#### [EXERCISE BRIEF]
Take every line in the entries that includes the word "moss" and copy it.

#### [MATERIAL TO PROCESS]
■ ■ ■ ■ ■

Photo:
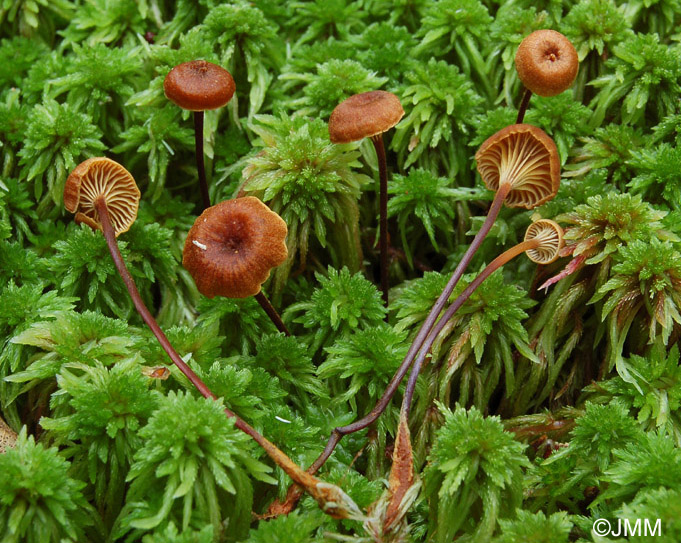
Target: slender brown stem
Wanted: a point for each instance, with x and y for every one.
(523, 105)
(271, 313)
(383, 215)
(295, 472)
(493, 266)
(198, 145)
(423, 332)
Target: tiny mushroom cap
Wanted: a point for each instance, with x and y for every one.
(102, 177)
(199, 85)
(547, 62)
(550, 237)
(524, 157)
(232, 247)
(8, 437)
(364, 115)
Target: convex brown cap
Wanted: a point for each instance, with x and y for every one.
(199, 85)
(547, 62)
(550, 236)
(364, 115)
(101, 176)
(232, 247)
(525, 157)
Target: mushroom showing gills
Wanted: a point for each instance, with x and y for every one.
(542, 243)
(103, 194)
(547, 64)
(231, 249)
(521, 163)
(368, 115)
(199, 86)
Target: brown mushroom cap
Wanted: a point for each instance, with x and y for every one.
(547, 62)
(199, 85)
(550, 235)
(525, 157)
(100, 176)
(8, 437)
(232, 247)
(364, 115)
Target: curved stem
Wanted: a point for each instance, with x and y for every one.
(198, 145)
(523, 105)
(423, 333)
(271, 313)
(493, 266)
(295, 472)
(383, 215)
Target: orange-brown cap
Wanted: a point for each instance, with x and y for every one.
(547, 62)
(232, 247)
(364, 115)
(8, 437)
(101, 176)
(524, 157)
(550, 237)
(199, 85)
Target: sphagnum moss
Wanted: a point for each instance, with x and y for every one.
(588, 370)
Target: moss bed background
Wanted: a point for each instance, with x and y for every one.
(538, 410)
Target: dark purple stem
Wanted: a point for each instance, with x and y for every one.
(493, 266)
(198, 141)
(383, 215)
(110, 236)
(271, 313)
(425, 329)
(523, 105)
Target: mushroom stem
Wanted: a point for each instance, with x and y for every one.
(493, 266)
(421, 337)
(110, 236)
(271, 313)
(377, 140)
(283, 461)
(200, 166)
(527, 94)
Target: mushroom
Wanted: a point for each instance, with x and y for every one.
(368, 115)
(103, 195)
(198, 86)
(231, 249)
(8, 437)
(521, 163)
(547, 64)
(542, 243)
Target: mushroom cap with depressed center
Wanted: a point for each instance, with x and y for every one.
(101, 176)
(547, 62)
(199, 85)
(524, 157)
(364, 115)
(232, 247)
(550, 236)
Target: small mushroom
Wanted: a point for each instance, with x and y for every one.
(547, 64)
(368, 115)
(8, 437)
(231, 249)
(103, 178)
(521, 163)
(103, 195)
(542, 243)
(198, 86)
(547, 235)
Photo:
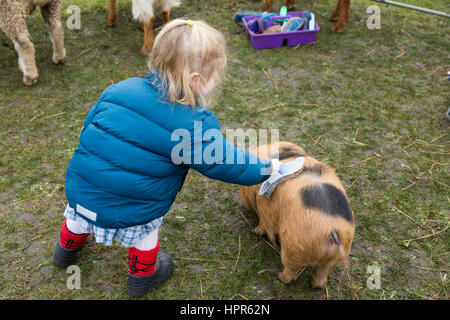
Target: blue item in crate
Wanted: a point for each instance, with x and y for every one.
(294, 23)
(272, 40)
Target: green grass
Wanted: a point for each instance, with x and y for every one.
(369, 103)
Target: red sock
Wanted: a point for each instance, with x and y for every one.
(70, 240)
(142, 262)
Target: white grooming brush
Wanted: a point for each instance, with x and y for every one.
(287, 171)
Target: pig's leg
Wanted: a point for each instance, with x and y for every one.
(289, 271)
(260, 230)
(321, 275)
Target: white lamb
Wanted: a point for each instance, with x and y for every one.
(13, 15)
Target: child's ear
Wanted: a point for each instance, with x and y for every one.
(193, 77)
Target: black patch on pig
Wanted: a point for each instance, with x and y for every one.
(328, 199)
(317, 170)
(287, 152)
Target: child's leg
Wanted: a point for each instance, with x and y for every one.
(142, 257)
(71, 240)
(148, 266)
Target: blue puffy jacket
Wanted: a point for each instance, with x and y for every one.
(122, 173)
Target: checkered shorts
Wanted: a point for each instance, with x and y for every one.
(126, 236)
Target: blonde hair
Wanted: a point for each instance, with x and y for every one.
(183, 47)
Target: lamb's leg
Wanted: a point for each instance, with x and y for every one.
(112, 16)
(51, 14)
(148, 36)
(16, 30)
(166, 6)
(267, 6)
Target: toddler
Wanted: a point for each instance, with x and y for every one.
(125, 175)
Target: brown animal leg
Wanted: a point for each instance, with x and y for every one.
(335, 14)
(112, 17)
(343, 16)
(267, 6)
(290, 4)
(19, 35)
(165, 17)
(289, 273)
(347, 11)
(51, 15)
(148, 37)
(321, 275)
(260, 230)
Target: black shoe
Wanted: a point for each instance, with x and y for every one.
(138, 286)
(64, 257)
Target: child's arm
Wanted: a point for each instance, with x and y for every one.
(221, 160)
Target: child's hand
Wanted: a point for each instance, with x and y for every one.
(276, 165)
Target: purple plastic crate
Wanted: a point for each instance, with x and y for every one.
(273, 40)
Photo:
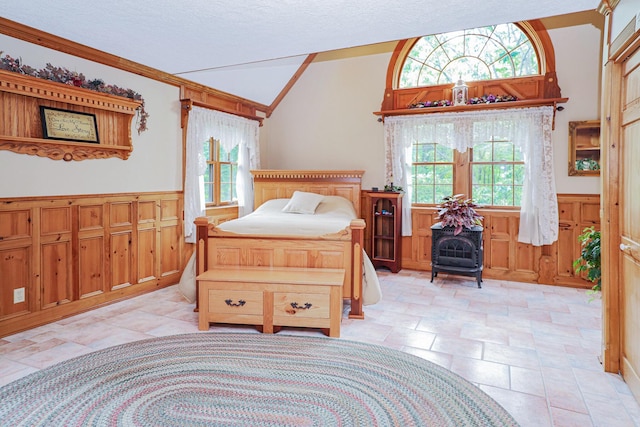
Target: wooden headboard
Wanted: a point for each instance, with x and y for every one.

■ ■ ■ ■ ■

#### [SOLUTION]
Target: sphagnum moss
Target: moss bed background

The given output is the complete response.